[Items from a data source]

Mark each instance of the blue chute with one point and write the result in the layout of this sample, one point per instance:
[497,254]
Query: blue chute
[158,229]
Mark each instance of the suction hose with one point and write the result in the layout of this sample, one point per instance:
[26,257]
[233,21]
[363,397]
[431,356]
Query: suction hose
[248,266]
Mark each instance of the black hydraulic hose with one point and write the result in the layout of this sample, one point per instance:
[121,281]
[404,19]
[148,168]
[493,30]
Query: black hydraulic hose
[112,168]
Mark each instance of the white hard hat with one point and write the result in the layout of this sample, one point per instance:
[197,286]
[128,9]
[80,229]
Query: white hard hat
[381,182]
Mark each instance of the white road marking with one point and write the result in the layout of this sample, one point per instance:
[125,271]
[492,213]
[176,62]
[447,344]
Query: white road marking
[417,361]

== INSTRUCTION ==
Convert the lines of the material, from the line containing "Mark each instance of the suction" through the final line, into a numbered list and omit any blank lines.

== FINAL RESULT ==
1. Mark each instance of the suction hose with one point and write the result in the layout of this sample, one point per instance:
2. [26,257]
3. [233,21]
4. [363,397]
5. [431,356]
6. Query: suction hose
7. [248,266]
8. Mark each instance of the black hydraulic hose with one point and write the result in the layout of this sample, one point per instance:
9. [121,281]
10. [404,19]
11. [148,168]
12. [493,30]
13. Query: black hydraulic hose
14. [112,168]
15. Mark each instance of the white hard hat with one point and write the result in the layout of this sample, one point per instance:
16. [197,286]
17. [128,9]
18. [80,229]
19. Query: white hard hat
20. [381,182]
21. Mark each instance of the white road marking with one point and write the result in the layout of this sample, one point per instance:
22. [125,271]
23. [492,213]
24. [176,62]
25. [447,344]
26. Query: white road marking
27. [417,361]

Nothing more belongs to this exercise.